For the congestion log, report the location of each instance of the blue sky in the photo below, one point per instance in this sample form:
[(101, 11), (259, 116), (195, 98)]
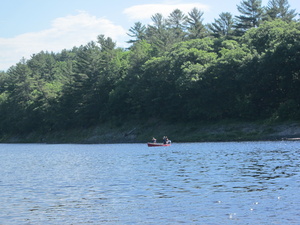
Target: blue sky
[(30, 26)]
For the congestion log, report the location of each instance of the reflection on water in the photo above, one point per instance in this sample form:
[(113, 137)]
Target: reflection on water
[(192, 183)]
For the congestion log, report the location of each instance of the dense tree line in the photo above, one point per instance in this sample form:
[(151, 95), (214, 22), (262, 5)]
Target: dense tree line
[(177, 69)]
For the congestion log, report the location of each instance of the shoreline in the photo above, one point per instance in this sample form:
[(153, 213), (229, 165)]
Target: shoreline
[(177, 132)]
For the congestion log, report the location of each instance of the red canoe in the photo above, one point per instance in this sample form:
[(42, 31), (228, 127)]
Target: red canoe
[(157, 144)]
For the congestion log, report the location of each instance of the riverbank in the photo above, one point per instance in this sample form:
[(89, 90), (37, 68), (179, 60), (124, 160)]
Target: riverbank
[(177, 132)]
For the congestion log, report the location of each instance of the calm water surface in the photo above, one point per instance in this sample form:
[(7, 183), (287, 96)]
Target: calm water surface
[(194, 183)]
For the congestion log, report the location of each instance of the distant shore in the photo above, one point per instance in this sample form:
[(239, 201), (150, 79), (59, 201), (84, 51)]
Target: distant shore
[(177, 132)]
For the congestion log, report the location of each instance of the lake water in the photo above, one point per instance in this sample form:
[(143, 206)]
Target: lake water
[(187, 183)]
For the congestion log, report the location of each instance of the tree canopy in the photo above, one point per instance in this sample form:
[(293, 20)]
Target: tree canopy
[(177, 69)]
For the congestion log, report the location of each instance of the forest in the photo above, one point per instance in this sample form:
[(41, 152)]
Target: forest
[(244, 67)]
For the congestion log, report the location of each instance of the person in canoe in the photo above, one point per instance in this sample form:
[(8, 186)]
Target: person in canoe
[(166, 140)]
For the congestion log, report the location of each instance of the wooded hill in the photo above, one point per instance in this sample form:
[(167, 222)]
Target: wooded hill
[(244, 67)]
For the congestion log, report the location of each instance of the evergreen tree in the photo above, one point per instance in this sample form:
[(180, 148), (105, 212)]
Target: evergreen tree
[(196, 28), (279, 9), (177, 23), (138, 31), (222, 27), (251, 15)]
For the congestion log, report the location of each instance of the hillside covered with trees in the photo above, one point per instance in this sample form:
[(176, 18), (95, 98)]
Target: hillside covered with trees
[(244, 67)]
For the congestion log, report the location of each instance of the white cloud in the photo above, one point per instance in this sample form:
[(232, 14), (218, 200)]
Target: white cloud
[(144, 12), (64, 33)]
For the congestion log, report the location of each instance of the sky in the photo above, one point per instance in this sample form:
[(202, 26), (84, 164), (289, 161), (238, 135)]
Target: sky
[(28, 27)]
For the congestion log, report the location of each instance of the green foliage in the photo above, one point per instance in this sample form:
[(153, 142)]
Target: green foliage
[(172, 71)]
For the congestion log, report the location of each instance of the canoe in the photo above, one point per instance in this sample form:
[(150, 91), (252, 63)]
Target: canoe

——————

* Prompt
Exactly as written, please copy out the whole set of records, skipping images.

* Output for this task
For the congestion log, report the location of each instance of the blue sky in the photo below, one point per instance in this sample form:
[(101, 11), (259, 116), (195, 98)]
Target: blue sky
[(30, 26)]
For the congestion log, report the location of each instance of the reflection on water in the photo above, one point per instance in this sample form:
[(113, 137)]
Target: reflection on water
[(192, 183)]
For the congestion log, report the location of each instance of the dense tree line in the photo above, one point per instance in this sample form:
[(151, 95), (214, 22), (262, 5)]
Target: dense tree line
[(177, 69)]
For the congestion log, report the location of each instance of the shoreline in the photo above, one point per instance in this sample form:
[(153, 213), (229, 165)]
Target: shoreline
[(177, 132)]
For the congestion log, report the location of each instance of the red canoe in the photo above, one point per instance in this sample form:
[(42, 31), (228, 127)]
Target: red canoe
[(157, 144)]
For the congestion log, report the location of each instance of the riverbank in the photo above, one point per instance in this sample form:
[(89, 90), (37, 68), (179, 60), (124, 160)]
Target: riverbank
[(177, 132)]
For the congestion log, report the location of each instance of the calm water surface in the photo above, one point per instance in this sample form:
[(7, 183), (287, 96)]
Target: calm water surface
[(194, 183)]
For the congestion log, report the location of each instance of the distant shore in the photo above, one point per instance in this sample form:
[(239, 201), (150, 79), (59, 201), (84, 51)]
Target: distant shore
[(177, 132)]
For the congestion log, report the location of each instance of the lake water in the photo above, one point per instance in this sample form:
[(143, 206)]
Target: lake water
[(187, 183)]
For the congestion log, report the location of each instance of the tree canopy in the photo above, one point per instance in this sample form:
[(293, 20)]
Target: tree canopy
[(177, 69)]
For the congestion log, report the location of each instance of the forest in the photo above, one point per instance in this sample form:
[(41, 152)]
Target: forest
[(244, 67)]
For the congestion log, report the location of each instance of the person in canoe in the photo above, one point per instance in this sample form:
[(8, 186)]
Target: person in canoe
[(166, 140)]
For the congestion log, report the location of each instance of the wooded hill in the photo above, one point per instance in this sample form:
[(167, 222)]
Target: wooded hill
[(244, 67)]
For the congestion log, report the location of each instance of the evergreen tree in the photo above, one point per instance in this sample form:
[(180, 148), (105, 212)]
Target: evergreen tree
[(196, 28), (279, 9), (177, 23), (138, 31), (222, 27), (251, 15)]
For the congestion log, report the location of each instance of the hillside covered with trees in the photo above, one point per instance in this sample form:
[(176, 18), (95, 98)]
Target: hillside covered with trees
[(244, 67)]
For the congestion log, report the location of each instance of the white cloud in the photo above, one point per instance in this sample form:
[(232, 14), (218, 200)]
Target: white cloud
[(144, 12), (64, 33)]
For the congestion log, report the location of each instance of the sky in the photo above, one point per instance in this sample form:
[(202, 26), (84, 164), (289, 161), (238, 135)]
Target: sky
[(28, 27)]
For the congestion log, report the location of each instance of the green foliage in the photo above, one point per instance in this sample form:
[(153, 142)]
Target: green foliage
[(172, 71)]
For the congestion log, report the location of each instance of the canoe in the photo above, one point per instance in this sample form:
[(150, 91), (252, 63)]
Target: canoe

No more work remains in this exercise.